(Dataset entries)
[Start of section]

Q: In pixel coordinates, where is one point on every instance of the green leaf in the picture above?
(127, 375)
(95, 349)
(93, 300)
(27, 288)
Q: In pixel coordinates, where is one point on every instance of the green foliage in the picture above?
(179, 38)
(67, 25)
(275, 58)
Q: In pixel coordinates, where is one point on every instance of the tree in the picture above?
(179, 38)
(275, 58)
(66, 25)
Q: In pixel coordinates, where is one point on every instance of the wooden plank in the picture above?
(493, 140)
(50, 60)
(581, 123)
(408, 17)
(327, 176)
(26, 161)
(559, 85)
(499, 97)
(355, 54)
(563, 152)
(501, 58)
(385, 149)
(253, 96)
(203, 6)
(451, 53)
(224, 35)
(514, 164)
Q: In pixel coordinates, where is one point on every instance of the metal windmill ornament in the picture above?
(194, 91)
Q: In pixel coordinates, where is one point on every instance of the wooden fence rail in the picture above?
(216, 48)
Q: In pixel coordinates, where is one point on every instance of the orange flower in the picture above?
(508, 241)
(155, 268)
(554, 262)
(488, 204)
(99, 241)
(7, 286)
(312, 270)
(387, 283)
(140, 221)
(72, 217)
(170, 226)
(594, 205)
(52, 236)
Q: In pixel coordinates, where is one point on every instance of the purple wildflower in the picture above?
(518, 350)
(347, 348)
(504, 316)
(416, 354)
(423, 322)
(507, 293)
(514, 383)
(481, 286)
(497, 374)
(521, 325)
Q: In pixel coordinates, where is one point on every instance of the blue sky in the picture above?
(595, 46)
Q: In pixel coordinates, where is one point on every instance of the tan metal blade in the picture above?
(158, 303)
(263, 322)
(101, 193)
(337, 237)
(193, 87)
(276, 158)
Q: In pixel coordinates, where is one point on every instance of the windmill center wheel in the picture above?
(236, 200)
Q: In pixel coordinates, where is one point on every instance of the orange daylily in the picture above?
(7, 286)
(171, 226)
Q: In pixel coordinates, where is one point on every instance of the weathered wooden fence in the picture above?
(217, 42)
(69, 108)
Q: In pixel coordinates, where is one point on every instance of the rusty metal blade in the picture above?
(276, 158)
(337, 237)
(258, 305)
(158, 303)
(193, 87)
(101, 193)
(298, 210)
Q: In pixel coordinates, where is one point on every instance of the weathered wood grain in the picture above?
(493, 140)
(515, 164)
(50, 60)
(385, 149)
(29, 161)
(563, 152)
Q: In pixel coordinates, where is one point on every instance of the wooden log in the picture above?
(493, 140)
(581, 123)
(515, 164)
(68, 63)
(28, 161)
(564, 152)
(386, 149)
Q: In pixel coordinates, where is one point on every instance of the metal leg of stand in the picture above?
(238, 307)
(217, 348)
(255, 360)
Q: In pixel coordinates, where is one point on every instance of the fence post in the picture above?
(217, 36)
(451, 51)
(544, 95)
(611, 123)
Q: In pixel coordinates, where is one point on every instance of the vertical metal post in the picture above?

[End of section]

**WORK REQUIRED:** The answer should be the entries, given again without a single difference.

**SOLUTION FOR THIS TASK:**
Q: In pixel coordinates, where is one point on every instance of the green leaf in the picture above?
(127, 375)
(95, 349)
(93, 300)
(27, 288)
Q: In pixel coordinates, where is one point on every instance of the green foliage in the picture above?
(179, 38)
(67, 25)
(275, 58)
Q: In pixel coordinates, where is one point on every instance of the tree in the picture above?
(179, 38)
(275, 58)
(66, 25)
Q: In pixel coordinates, where is one point on every instance of the wooden plank in the picture above?
(493, 140)
(50, 60)
(581, 123)
(408, 17)
(327, 176)
(26, 161)
(559, 85)
(499, 97)
(355, 54)
(563, 152)
(501, 58)
(385, 149)
(253, 96)
(203, 6)
(451, 53)
(224, 35)
(514, 164)
Q: In pixel coordinates, where is one point on every instance of the metal windmill ornament in the picture above?
(194, 91)
Q: In pixel coordinates, where is one point on every instance of the wooden fence rail in the picture above?
(216, 48)
Q: In pixel coordinates, where is one point on every instance of the orange flower in the picture above?
(508, 241)
(155, 268)
(554, 262)
(488, 204)
(99, 241)
(7, 286)
(312, 270)
(387, 283)
(140, 221)
(72, 217)
(170, 226)
(594, 205)
(52, 236)
Q: In pixel coordinates, where is one point on every instance of the purple wildflower in the picture above?
(518, 350)
(347, 348)
(504, 316)
(416, 354)
(423, 322)
(507, 293)
(514, 383)
(481, 286)
(497, 374)
(521, 325)
Q: In pixel coordinates, where is one point on every instance of the blue sky in the picture above?
(595, 46)
Q: In pixel coordinates, where is one point on every instance of the tan metal blade in the picture above?
(158, 303)
(263, 322)
(101, 193)
(337, 237)
(193, 87)
(276, 158)
Q: In pixel coordinates, where is one point on every instance of the windmill center wheel in the picture above?
(236, 200)
Q: In pixel coordinates, where is one point on every instance of the orange daylily in the picture above?
(7, 286)
(171, 226)
Q: In pixel coordinates, where is one point on every instance of the weathered wooden fence in the picture above?
(217, 42)
(69, 108)
Q: In pixel coordinates, where is one point on every instance of the rusty metal blade in the picture above?
(276, 158)
(337, 237)
(258, 305)
(158, 303)
(193, 87)
(101, 193)
(298, 210)
Q: In pixel coordinates, where is one point on every instance of the weathered wood grain in the picture above?
(493, 140)
(515, 164)
(50, 60)
(385, 149)
(29, 161)
(563, 152)
Q: In pixel coordinates, where is one point on every instance of the wooden log in the picture above?
(493, 140)
(581, 123)
(515, 164)
(68, 63)
(28, 161)
(564, 152)
(386, 149)
Q: In pixel coordinates, where is one point on every instance of the metal leg of stand in the picture above?
(238, 307)
(217, 348)
(255, 360)
Q: In pixel coordinates, where is one point on every instance of the fence post in the picture above?
(217, 36)
(451, 51)
(544, 95)
(611, 123)
Q: In pixel coordinates, where is one point on every instance of the vertical metal post in the picture above?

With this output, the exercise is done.